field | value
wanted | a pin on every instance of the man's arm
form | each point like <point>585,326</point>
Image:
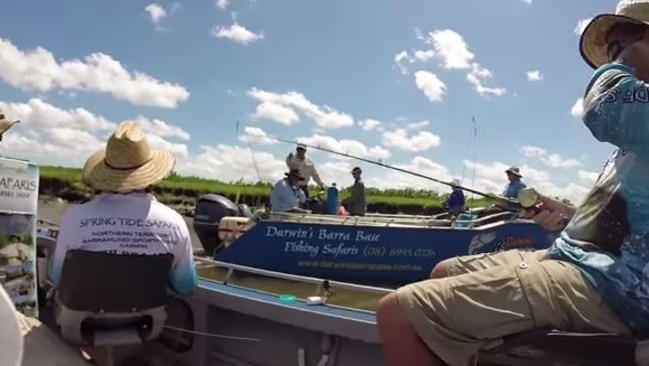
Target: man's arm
<point>183,278</point>
<point>316,176</point>
<point>614,111</point>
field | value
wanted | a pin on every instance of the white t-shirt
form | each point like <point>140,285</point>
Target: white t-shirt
<point>132,223</point>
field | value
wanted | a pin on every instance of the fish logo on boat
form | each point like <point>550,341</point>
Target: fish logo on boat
<point>481,240</point>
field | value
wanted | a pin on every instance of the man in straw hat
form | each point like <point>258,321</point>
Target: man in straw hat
<point>595,275</point>
<point>125,218</point>
<point>5,124</point>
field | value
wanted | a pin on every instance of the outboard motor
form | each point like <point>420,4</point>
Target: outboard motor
<point>244,210</point>
<point>210,209</point>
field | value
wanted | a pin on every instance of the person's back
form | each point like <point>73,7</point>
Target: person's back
<point>125,219</point>
<point>133,223</point>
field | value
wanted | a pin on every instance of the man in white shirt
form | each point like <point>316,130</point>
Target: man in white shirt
<point>125,218</point>
<point>286,196</point>
<point>306,168</point>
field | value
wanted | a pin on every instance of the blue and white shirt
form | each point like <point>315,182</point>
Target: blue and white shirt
<point>608,237</point>
<point>130,224</point>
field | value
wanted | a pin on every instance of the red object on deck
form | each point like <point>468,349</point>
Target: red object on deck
<point>342,211</point>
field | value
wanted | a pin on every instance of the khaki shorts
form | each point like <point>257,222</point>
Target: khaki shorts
<point>489,296</point>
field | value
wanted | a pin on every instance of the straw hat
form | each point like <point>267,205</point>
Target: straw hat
<point>514,170</point>
<point>127,164</point>
<point>5,123</point>
<point>593,40</point>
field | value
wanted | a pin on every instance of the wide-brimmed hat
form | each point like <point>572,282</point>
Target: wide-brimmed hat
<point>128,163</point>
<point>593,42</point>
<point>294,173</point>
<point>514,170</point>
<point>5,123</point>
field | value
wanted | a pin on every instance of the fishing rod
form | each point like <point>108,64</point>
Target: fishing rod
<point>381,164</point>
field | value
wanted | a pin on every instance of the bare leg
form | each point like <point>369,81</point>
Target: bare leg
<point>401,344</point>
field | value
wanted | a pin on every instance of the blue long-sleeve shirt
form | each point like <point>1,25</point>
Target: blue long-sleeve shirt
<point>512,189</point>
<point>608,237</point>
<point>128,224</point>
<point>284,197</point>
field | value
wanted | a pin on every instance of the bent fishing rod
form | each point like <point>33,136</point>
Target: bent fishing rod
<point>381,164</point>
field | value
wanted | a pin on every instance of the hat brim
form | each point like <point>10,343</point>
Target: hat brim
<point>592,44</point>
<point>509,171</point>
<point>102,177</point>
<point>6,124</point>
<point>299,177</point>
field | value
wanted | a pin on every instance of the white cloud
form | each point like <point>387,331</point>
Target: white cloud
<point>417,125</point>
<point>551,160</point>
<point>534,75</point>
<point>346,146</point>
<point>577,109</point>
<point>421,141</point>
<point>38,70</point>
<point>222,4</point>
<point>369,124</point>
<point>588,177</point>
<point>156,12</point>
<point>284,108</point>
<point>237,33</point>
<point>52,134</point>
<point>256,135</point>
<point>429,83</point>
<point>581,25</point>
<point>452,53</point>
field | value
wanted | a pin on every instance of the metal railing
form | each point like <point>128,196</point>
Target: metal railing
<point>291,277</point>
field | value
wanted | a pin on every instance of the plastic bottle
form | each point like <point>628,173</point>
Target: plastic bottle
<point>332,200</point>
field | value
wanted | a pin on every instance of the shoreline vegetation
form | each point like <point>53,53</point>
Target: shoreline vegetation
<point>181,192</point>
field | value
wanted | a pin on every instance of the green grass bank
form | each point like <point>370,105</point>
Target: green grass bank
<point>181,191</point>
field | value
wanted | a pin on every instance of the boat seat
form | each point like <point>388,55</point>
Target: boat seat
<point>547,346</point>
<point>109,299</point>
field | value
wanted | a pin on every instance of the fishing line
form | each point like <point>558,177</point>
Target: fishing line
<point>379,163</point>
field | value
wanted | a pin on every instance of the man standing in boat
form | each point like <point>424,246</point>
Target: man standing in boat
<point>125,218</point>
<point>357,203</point>
<point>287,196</point>
<point>595,275</point>
<point>305,166</point>
<point>456,202</point>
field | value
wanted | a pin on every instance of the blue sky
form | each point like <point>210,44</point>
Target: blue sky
<point>311,70</point>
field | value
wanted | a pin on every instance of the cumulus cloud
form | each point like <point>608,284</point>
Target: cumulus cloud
<point>38,70</point>
<point>451,52</point>
<point>534,75</point>
<point>237,33</point>
<point>283,108</point>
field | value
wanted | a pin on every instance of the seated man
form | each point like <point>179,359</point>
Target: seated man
<point>594,277</point>
<point>456,202</point>
<point>126,211</point>
<point>286,195</point>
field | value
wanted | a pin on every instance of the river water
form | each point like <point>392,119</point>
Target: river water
<point>53,211</point>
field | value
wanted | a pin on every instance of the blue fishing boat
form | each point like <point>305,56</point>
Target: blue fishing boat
<point>383,249</point>
<point>225,323</point>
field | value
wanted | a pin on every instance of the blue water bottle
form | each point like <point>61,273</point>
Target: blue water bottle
<point>332,200</point>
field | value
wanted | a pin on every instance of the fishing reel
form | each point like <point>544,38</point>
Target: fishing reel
<point>529,200</point>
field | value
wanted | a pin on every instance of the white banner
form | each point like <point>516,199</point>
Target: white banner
<point>18,213</point>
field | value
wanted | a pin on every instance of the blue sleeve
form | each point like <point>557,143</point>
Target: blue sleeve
<point>616,108</point>
<point>58,257</point>
<point>183,278</point>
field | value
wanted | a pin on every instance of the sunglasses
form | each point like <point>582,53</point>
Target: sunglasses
<point>615,48</point>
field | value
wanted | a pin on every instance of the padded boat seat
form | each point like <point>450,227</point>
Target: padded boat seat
<point>109,299</point>
<point>547,347</point>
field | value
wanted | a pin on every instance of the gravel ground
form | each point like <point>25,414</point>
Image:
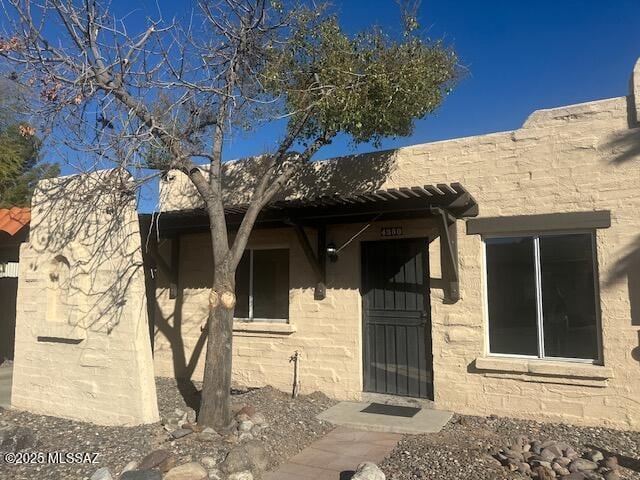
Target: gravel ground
<point>460,450</point>
<point>291,427</point>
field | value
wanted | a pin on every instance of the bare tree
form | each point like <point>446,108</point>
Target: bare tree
<point>166,94</point>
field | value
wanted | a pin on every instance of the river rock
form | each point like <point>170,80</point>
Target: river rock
<point>249,456</point>
<point>181,432</point>
<point>188,471</point>
<point>247,475</point>
<point>154,459</point>
<point>543,473</point>
<point>368,471</point>
<point>582,464</point>
<point>611,463</point>
<point>595,456</point>
<point>611,475</point>
<point>141,475</point>
<point>102,474</point>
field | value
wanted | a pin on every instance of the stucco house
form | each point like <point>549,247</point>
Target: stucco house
<point>495,274</point>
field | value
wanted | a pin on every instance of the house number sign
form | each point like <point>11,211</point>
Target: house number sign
<point>391,231</point>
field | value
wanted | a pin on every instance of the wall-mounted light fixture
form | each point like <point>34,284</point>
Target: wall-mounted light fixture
<point>332,252</point>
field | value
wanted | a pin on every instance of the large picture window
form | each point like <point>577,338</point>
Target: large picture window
<point>542,298</point>
<point>262,286</point>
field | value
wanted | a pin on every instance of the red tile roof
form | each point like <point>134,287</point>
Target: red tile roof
<point>14,219</point>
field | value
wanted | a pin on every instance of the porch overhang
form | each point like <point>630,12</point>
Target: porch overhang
<point>445,202</point>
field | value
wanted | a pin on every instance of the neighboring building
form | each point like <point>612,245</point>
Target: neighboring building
<point>509,284</point>
<point>14,230</point>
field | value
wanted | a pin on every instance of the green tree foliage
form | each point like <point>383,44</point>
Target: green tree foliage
<point>20,165</point>
<point>369,86</point>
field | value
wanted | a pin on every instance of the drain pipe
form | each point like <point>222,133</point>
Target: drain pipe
<point>295,359</point>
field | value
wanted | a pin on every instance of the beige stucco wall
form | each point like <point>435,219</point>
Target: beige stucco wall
<point>575,158</point>
<point>82,346</point>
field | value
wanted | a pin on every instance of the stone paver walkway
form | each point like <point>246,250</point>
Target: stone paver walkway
<point>336,455</point>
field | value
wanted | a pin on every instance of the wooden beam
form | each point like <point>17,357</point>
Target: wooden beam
<point>449,254</point>
<point>318,269</point>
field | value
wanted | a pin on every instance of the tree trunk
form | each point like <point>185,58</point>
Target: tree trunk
<point>216,388</point>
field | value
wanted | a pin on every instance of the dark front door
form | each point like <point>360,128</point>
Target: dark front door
<point>397,323</point>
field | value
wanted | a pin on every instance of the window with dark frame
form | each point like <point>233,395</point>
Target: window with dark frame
<point>542,296</point>
<point>262,286</point>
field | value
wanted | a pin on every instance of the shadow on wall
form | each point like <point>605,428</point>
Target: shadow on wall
<point>85,232</point>
<point>349,174</point>
<point>625,147</point>
<point>628,267</point>
<point>622,149</point>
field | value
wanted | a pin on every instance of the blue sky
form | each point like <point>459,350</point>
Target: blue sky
<point>520,56</point>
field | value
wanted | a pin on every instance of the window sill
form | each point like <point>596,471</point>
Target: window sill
<point>544,371</point>
<point>270,328</point>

-=-=-=-=-

Collect every line of the material above that contains the string "shirt", treating uppercase and lowercase as different.

wanted | a pin on every instance of the white t-shirt
Target: white t-shirt
wanted | a pin on every instance of the man in white shirt
Target: man in white shirt
wanted | a pin on every instance of the blue and white shirt
Target: blue and white shirt
wanted | a pin on every instance of the blue long-sleeve shirt
Target: blue long-sleeve shirt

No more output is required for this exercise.